Snorkelers who harvest scallops in Northwest Florida regard the tired eyes of Miss Beverlyn Hanson as beautiful jewels. Her summer weariness means she is awake and ready for honest toil.
She is an institution in this little Gulf of Mexico fishing town of 1,500. Without her, things fall apart. Miss Beverlyn, which is what everyone calls her, is the queen of the scallop shuckers.
Her clients bring her bay scallops by the hundreds, if not the thousands, every day for 10 weeks during the state's open season. She stays up all night, and the next night if necessary, and sometimes the night after that, to clean their scallops.
In Florida, there may be no more onerous job. Scallop shucking involves prying open a stubborn palm-sized shell with a special knife, yanking away the slimy guts and then slicing the thumb-sized dollop of edible muscle away from the shell — all in one quick motion. To understand the nature of the work, multiply the previous sentence by 1,500 or even 5,000. That's a day in the life of Miss Beverlyn, though we should also mention that mosquitoes and sand gnats bite constantly as she labors.

_Material provided:_
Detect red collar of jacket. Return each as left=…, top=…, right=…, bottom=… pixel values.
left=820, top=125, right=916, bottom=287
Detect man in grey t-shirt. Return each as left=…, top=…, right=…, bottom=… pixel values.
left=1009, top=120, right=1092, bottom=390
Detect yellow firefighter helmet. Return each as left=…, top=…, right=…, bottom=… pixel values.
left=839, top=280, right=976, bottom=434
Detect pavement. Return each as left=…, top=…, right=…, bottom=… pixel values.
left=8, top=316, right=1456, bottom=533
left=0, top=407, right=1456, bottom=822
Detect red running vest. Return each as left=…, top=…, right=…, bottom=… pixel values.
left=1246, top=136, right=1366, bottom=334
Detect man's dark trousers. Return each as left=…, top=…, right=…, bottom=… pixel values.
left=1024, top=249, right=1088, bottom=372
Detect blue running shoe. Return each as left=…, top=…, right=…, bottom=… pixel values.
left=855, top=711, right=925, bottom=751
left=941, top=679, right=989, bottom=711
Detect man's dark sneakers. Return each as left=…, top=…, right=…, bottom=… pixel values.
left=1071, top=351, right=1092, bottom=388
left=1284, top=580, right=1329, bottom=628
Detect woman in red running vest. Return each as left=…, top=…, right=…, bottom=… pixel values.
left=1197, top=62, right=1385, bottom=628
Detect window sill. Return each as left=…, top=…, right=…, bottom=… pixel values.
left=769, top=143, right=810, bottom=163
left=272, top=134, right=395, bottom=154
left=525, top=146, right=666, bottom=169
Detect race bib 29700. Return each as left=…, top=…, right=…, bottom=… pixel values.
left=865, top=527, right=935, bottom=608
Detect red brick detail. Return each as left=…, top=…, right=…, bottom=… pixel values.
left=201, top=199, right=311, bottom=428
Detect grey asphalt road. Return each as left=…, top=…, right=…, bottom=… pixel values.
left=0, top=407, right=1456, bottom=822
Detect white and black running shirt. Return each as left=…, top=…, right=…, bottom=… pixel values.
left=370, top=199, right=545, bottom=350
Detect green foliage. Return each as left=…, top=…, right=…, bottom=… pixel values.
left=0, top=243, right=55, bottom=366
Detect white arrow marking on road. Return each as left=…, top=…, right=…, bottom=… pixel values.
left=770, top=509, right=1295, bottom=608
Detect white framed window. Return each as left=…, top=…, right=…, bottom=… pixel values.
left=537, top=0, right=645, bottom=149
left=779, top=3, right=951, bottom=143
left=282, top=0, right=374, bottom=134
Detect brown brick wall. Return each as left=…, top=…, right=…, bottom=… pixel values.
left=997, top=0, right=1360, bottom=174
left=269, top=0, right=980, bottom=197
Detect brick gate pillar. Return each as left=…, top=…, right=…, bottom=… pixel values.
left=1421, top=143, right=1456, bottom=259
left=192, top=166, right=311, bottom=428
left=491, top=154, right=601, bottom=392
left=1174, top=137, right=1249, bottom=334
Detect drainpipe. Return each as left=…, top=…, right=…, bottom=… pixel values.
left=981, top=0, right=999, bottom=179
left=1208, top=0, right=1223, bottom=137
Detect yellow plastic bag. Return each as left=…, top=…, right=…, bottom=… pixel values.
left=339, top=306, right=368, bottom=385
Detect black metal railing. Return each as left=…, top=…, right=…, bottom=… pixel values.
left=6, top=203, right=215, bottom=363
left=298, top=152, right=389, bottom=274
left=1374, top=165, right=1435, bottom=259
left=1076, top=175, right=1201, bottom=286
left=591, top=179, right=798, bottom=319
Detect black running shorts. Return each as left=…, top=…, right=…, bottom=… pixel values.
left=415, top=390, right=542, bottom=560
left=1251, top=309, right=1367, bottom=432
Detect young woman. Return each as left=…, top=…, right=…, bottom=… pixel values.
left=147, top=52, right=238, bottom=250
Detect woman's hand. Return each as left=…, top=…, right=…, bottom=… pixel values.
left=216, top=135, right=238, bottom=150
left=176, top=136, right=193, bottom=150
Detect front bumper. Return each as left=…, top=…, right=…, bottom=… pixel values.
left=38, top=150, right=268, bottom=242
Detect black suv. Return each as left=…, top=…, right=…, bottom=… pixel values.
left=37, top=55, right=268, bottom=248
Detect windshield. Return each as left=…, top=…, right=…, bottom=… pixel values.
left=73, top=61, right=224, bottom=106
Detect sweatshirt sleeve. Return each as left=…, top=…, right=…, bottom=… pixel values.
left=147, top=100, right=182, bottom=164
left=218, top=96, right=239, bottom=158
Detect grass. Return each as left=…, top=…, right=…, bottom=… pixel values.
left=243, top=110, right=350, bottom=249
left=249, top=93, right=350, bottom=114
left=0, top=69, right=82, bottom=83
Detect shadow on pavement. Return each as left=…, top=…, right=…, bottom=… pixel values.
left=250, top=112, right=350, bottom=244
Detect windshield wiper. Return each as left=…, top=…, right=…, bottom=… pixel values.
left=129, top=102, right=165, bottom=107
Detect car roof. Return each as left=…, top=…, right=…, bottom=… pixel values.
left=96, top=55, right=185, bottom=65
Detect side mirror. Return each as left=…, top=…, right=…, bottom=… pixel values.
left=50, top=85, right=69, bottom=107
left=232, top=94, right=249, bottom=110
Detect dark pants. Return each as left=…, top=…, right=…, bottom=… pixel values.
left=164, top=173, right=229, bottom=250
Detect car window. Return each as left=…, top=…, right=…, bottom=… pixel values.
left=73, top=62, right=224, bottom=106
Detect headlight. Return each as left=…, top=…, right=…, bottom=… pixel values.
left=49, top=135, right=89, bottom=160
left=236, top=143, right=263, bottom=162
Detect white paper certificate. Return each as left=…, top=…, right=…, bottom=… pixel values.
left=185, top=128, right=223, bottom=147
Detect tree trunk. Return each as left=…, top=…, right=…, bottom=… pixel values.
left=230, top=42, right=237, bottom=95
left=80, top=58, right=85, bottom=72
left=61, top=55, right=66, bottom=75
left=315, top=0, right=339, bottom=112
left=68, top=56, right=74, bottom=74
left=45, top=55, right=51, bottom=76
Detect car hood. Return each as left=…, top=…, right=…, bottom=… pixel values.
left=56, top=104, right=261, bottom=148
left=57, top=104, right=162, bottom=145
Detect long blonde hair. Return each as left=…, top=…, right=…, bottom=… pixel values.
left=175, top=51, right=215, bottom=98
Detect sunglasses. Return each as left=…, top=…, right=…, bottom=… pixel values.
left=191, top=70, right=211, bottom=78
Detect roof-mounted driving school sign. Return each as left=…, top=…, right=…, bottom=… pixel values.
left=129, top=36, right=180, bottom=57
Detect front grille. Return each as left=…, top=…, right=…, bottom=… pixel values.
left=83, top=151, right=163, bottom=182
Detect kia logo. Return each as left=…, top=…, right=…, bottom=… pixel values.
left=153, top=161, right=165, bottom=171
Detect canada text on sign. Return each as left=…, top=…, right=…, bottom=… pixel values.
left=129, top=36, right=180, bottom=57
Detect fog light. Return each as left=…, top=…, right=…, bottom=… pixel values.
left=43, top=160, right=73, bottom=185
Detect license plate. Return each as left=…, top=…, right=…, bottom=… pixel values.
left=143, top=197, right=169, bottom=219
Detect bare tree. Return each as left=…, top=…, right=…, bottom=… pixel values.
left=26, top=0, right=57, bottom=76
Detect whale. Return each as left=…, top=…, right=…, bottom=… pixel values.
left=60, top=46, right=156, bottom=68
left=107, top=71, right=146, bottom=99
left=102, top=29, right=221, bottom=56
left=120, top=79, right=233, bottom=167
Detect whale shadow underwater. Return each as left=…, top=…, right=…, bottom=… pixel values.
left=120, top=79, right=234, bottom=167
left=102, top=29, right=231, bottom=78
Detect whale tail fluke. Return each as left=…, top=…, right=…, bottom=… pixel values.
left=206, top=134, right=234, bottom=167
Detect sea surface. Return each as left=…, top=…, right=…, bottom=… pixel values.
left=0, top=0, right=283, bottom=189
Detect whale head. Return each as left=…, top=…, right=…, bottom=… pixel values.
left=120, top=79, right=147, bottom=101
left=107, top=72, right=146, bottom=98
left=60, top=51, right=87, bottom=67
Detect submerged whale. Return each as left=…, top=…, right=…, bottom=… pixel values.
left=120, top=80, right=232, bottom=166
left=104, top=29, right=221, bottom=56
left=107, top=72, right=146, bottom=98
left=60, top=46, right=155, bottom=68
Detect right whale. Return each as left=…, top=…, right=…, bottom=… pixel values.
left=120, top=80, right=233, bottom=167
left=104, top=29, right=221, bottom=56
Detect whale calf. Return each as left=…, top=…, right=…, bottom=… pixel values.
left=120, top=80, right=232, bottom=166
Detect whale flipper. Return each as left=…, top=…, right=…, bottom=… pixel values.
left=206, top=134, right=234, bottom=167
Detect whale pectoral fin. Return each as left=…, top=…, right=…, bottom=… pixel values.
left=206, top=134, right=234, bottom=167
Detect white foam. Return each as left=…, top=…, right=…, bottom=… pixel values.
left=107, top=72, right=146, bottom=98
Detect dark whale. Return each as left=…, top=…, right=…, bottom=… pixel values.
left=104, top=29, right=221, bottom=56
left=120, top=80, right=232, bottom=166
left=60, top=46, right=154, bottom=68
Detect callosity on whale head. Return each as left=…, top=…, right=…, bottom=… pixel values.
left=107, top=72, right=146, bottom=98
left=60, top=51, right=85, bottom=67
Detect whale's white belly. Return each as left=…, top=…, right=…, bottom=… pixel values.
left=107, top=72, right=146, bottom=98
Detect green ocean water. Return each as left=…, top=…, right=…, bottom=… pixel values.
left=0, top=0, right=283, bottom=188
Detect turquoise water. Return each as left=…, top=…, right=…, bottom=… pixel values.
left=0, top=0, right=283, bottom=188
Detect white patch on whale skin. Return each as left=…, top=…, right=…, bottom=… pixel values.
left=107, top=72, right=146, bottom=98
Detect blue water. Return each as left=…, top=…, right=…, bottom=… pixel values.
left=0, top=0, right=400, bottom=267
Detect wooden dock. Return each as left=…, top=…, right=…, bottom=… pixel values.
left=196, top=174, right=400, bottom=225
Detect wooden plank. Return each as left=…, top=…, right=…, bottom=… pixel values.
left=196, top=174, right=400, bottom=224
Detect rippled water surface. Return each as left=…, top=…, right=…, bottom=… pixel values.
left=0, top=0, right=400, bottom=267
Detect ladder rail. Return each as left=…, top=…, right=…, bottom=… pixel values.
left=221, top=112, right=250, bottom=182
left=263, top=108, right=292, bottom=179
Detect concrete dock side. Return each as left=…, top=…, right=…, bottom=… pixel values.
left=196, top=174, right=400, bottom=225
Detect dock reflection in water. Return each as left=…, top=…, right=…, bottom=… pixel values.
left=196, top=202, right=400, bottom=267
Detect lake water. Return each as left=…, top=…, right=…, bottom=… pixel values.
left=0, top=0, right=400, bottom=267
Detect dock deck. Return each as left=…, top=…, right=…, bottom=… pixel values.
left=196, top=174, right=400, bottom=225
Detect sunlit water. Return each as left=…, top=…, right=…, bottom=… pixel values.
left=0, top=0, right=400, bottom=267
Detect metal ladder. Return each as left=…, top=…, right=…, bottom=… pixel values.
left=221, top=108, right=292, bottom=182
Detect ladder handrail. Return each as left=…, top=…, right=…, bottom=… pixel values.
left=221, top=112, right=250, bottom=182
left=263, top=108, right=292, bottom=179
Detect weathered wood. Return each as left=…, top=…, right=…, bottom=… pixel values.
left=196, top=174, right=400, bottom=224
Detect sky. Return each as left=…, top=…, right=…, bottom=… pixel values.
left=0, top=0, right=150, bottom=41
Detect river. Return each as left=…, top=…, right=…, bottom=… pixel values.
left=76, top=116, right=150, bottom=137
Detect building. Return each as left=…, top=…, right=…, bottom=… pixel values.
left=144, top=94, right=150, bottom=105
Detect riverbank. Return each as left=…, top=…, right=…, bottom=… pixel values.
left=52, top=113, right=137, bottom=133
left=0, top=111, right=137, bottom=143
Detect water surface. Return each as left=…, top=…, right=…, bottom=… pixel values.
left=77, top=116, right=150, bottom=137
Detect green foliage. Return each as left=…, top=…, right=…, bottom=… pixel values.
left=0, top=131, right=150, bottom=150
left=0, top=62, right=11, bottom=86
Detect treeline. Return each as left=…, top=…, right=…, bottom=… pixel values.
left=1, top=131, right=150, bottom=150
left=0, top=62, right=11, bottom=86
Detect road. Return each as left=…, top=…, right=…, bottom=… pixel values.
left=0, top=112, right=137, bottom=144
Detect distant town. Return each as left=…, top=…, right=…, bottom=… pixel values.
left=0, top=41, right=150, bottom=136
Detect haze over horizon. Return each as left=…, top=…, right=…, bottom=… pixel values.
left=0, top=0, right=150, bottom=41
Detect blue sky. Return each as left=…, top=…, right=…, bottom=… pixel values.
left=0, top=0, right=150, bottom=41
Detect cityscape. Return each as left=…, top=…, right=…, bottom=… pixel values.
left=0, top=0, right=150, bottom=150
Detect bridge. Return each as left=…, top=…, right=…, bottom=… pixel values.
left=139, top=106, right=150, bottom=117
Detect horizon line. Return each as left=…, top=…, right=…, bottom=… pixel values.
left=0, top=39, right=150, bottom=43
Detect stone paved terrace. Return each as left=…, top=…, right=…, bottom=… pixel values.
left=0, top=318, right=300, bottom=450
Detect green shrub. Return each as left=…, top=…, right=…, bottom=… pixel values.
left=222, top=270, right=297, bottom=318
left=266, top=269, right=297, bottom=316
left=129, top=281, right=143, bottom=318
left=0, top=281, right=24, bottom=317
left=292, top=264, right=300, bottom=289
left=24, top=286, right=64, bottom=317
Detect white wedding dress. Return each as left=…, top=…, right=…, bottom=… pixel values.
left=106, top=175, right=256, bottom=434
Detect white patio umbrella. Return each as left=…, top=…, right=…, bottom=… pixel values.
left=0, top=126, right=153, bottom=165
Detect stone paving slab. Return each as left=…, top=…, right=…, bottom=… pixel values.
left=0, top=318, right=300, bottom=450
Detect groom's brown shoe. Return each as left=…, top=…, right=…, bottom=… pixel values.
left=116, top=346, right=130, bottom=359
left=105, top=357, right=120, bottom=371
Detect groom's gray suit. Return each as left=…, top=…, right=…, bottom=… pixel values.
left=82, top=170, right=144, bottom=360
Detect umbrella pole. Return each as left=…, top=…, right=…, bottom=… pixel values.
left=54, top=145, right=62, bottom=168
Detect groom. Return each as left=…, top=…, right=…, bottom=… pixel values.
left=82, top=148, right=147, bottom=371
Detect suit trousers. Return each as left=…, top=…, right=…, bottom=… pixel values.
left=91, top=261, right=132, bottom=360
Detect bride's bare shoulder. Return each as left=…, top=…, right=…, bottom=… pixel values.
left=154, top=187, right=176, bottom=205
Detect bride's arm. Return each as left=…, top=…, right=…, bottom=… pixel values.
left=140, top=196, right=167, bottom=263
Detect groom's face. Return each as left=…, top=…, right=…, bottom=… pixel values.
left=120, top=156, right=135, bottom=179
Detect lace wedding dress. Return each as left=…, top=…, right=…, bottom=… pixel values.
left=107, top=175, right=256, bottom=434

_Written exercise 1:_
In the piece about the scallop shucker, rewrite the passage that begins at "In Florida, there" and stops after "as she labors.", putting "horseflies" in place of "mosquitoes".
_Written exercise 2:_
Translate this sentence from the scallop shucker piece into Spanish: "She is an institution in this little Gulf of Mexico fishing town of 1,500."

_Complete output 1:_
In Florida, there may be no more onerous job. Scallop shucking involves prying open a stubborn palm-sized shell with a special knife, yanking away the slimy guts and then slicing the thumb-sized dollop of edible muscle away from the shell — all in one quick motion. To understand the nature of the work, multiply the previous sentence by 1,500 or even 5,000. That's a day in the life of Miss Beverlyn, though we should also mention that horseflies and sand gnats bite constantly as she labors.

_Complete output 2:_
Ella es una institución en este pequeño pueblo pesquero del golfo de México de 1.500 habitantes.